◆ Goal of the exercise ◆
Reproduce everything in the muscle bike show thread from "Hope you will" down to "our past displays.".

◆ Source text ◆
____________

# Muscle Bike Show Within the Show at Muscle Car Nationals Chicago



## bashton (Oct 11, 2021)

So.....we would like to extend the invitation to you to join us at the Muscle Car and Corvette Nationals show in Rosemont (SUBURBAN Chicago) Illinois, November 20-21, 2021 for our special Muscle Bike and Mini Bike "Shows Within the Show".

For the past several years we have been hosting a "Show Within the Show" featuring Muscle Bicycles. We have had close to 100 on display, and we hope to eclipse that number this year. Our friends from Koolestuff are the Official Sponsor, and they set up with some great stuff too.

This is a show only, no judging or awards and is just for fun. The fee to enter a Bicycle or Mini Bike is just $25, which includes a two-day pass. Since daily entry is $30, that is a helluva deal!

In 2019 we added a special Mini Bike display, which was a hit and lots of fun, and this year in addition to that we are expanding to include vintage BMX bicycles.

Please consider joining us as it is all about having fun. Oh...and we have well over 500 of the absolute best of the best 60's and 70's Muscle Cars and Corvettes joining us from over 30 states! Muscle Car Review magazine called us "The center of the Muscle Car universe" and "The Pebble Beach of Muscle Cars". Google mcacn or check out youtube and search MCACN to see what we are all about.

Hope you will consider joining us!

And BTW; we will be showing 20-30 bikes from our own collection, including 8-10 from Emily's (my Granddaughter) Collection, which is among the finest Girls Unrestored Original Muscle Bike Collection in existence!

Bashton


----------



## bashton (Oct 11, 2021)

A few pics from our past displays.


----------



## razinhellcustomz (Oct 18, 2021)

bashton said:


> So.....we would like to extend the invitation to you to join us at the Muscle Car and Corvette Nationals show in Rosemont (SUBURBAN Chicago) Illinois, November 20-21, 2021 for our special Muscle Bike and Mini Bike "Shows Within the Show".
> 
> For the past several years we have been hosting a "Show Within the Show" featuring Muscle Bicycles. We have had close to 100 on display, and we hope to eclipse that number this year. Our friends from Koolestuff are the Official Sponsor, and they set up with some great stuff too.
> 
> ...



Iv'e heard of this show, and will have to try and find this place.. Thanks for sharing.. Razin..


----------



## bashton (Oct 20, 2021)

If you google "MCACN" or go to youtube and search MCACN, you will find all kinds of pictures and videos!

Thanks;

Bashton


----------



## 49autocycledeluxe (Oct 25, 2021)

Love the Mod dresses and boots. 

you need some vintage go carts for next time.


----------



## bashton (Oct 27, 2021)

If you have them we'd love to add some to the mix next year!

Bashton


----------



## 49autocycledeluxe (Oct 27, 2021)

my buddy up in Oregon races vintage carts, that's what made me think of it. maybe there are vintage cart guys up your way as well.


----------



## Junkman Bob (Oct 27, 2021)

Is this show just for Muscle Bikes ??
Or maybe some ballooners or earlier bikes as well that show up ….

____________

◆ Data entries ◆
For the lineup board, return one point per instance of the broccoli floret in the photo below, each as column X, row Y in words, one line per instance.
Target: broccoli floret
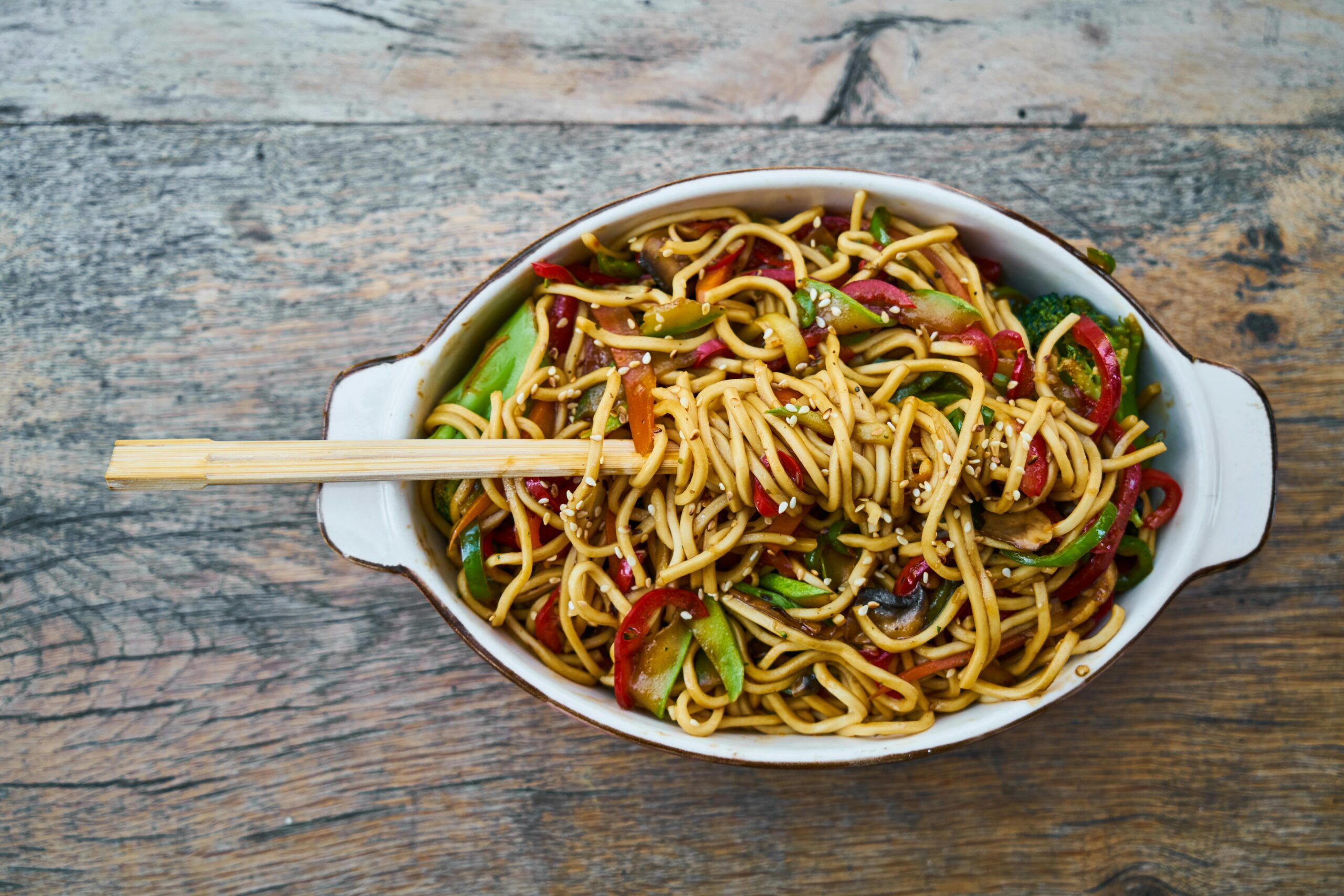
column 1074, row 362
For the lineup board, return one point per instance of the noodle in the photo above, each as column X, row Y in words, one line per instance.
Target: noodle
column 885, row 529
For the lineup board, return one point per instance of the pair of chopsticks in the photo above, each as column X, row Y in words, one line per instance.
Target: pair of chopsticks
column 171, row 465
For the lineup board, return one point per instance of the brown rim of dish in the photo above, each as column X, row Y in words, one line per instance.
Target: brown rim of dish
column 898, row 757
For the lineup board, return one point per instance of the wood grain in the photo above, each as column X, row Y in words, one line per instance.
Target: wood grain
column 183, row 465
column 197, row 695
column 675, row 61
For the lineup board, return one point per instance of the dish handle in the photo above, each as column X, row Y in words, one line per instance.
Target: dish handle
column 1247, row 461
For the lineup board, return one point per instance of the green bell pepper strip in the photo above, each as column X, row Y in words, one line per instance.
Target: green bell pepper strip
column 810, row 418
column 705, row 672
column 1076, row 551
column 618, row 268
column 959, row 417
column 881, row 226
column 474, row 562
column 807, row 308
column 678, row 319
column 443, row 496
column 1101, row 260
column 792, row 589
column 499, row 370
column 832, row 539
column 716, row 638
column 920, row 385
column 658, row 667
column 1135, row 547
column 940, row 599
column 777, row 599
column 843, row 313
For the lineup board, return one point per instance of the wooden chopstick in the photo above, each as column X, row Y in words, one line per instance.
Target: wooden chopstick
column 170, row 465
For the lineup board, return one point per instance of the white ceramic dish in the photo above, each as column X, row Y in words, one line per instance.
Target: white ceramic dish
column 1218, row 425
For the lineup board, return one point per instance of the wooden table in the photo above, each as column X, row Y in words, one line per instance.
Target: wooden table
column 207, row 210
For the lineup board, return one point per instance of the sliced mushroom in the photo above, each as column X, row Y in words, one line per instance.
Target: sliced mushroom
column 899, row 616
column 1026, row 530
column 662, row 268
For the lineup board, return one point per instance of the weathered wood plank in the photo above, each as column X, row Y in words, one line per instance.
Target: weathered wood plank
column 676, row 61
column 197, row 695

____________

◆ Task response ◆
Hope you will consider joining us!

And BTW; we will be showing 20-30 bikes from our own collection, including 8-10 from Emily's (my Granddaughter) Collection, which is among the finest Girls Unrestored Original Muscle Bike Collection in existence!

Bashton


----------



## bashton (Oct 11, 2021)

A few pics from our past displays.